WORK TASK 1 -
In two sentences, what does the mental health parity article argue?
WORK TASK 2 -
From the mental health parity article, give the part that opens with the words containing "On the contrary, people" and closes with "for every service.", swapping "discretion" for "judgment".
WORK TASK 3 -
Answer these questions about the mental health parity article:
(a) In what year was the previous mental health parity bill enacted?
(b) How many employees must an employer have for the equal co-payment and deductible rule to apply?
(c) For mental health services, what does the article say is far more efficient?

EXTRACT PROVIDED -
==================================================

Mental Health Parity Law Takes Wrong Approach

Published February 1, 2009

It was easy to overlook in the midst of a historic financial crisis, but buried in the middle of the highly publicized bailout bill passed just before the November 2008 election was a mental health parity law.

The measure contains so many loopholes and exceptions it may not have any more impact than the previous mental health parity bill, which was enacted in 1996. That’s one good thing about it.

Ostensibly, employers of more than 50 people will have to apply the same co-payments, deductibles, etc., to mental health services as they have for medical services. But the employer doesn’t have to cover mental health at all. And if there is coverage, employers can pick and choose which disorders they will cover.

‘Very Bad Law’

So why does this interest us? Because it is an example of very bad law. It does the opposite of what good public policy should be all about.

With respect to insurance for any health condition, there are three public policy questions:

1. Is there a legitimate social interest in whether private insurance covers treatment costs at all?

2. Is there a legitimate social interest in how private insurance contracts allocate coverage between third-party insurance and individual self-insurance?

3. If the answer to 2 is “yes,” what should the allocation be?

The new law implicitly says “no” to question one, “yes” to question two, and “equal allocations for all covered services” to question three. These are the wrong answers to all three questions.

No Substitute for Market

There may be a legitimate social interest in whether people insure for catastrophic mental health care costs, just as there may be a legitimate interest in insurance for other catastrophic costs.

But given some level of catastrophic coverage, there is rarely any good reason to substitute the judgment of legislators for the judgment of the marketplace with respect to the division between self-insurance and third-party insurance.

And there is no conceivable reason to dictate the terms of question two while leaving the private sector completely free to answer “no” to question one.

In addition, even if there were a legitimate social interest in question two, the legislation gets it all wrong. There is no conceivable circumstance in which rational people would freely choose to be in plans in which deductibles and co-payments are the same for all services.

On the contrary, people should self-insure for those services where it is appropriate and desirable for patients to exercise discretion, and they should rely on third-party insurance for services where it is inappropriate and undesirable for patients to exercise discretion.

Mental health services frequently have the very characteristics that make patient discretion highly desirable. Thus, they constitute a case where it is far more efficient to put funds in health savings accounts (HSAs) and let patients make their own decisions. And even within the category of mental health, we would almost never want the same amount of self-insurance for every service.


John C. Goodman ([email protected]) is president of the National Center for Policy Analysis.

==================================================

DATA BLOCK -
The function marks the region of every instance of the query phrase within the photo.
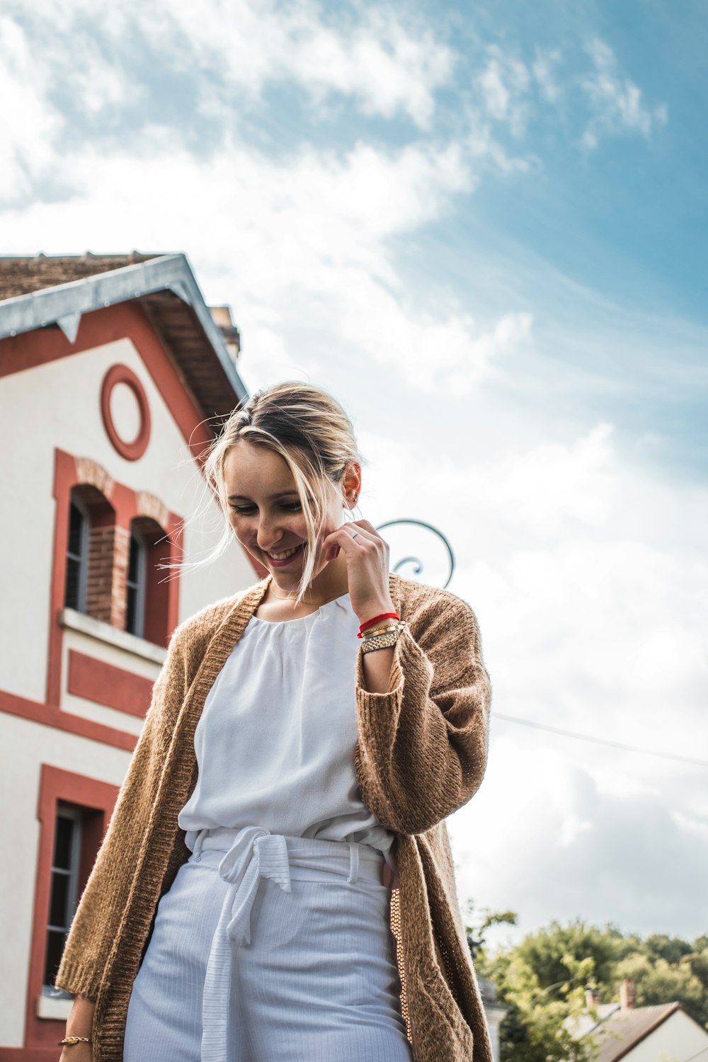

==================================================

TASK OUTPUT 1 -
The mental health parity law passed in the bailout bill before the November 2008 election requires employers of more than 50 people to apply the same co-payments and deductibles to mental health services as to medical services, but it does not require them to cover mental health at all and lets them choose which disorders to cover. The article calls it very bad law that gives the wrong answers to three public policy questions, and it argues that mental health services, where patient discretion is highly desirable, are better funded through health savings accounts than through equal deductibles and co-payments for all services.

TASK OUTPUT 2 -
On the contrary, people should self-insure for those services where it is appropriate and desirable for patients to exercise judgment, and they should rely on third-party insurance for services where it is inappropriate and undesirable for patients to exercise judgment.

Mental health services frequently have the very characteristics that make patient judgment highly desirable. Thus, they constitute a case where it is far more efficient to put funds in health savings accounts (HSAs) and let patients make their own decisions. And even within the category of mental health, we would almost never want the same amount of self-insurance for every service.

TASK OUTPUT 3 -
(a) 1996
(b) More than 50
(c) Putting funds in health savings accounts (HSAs) and letting patients make their own decisions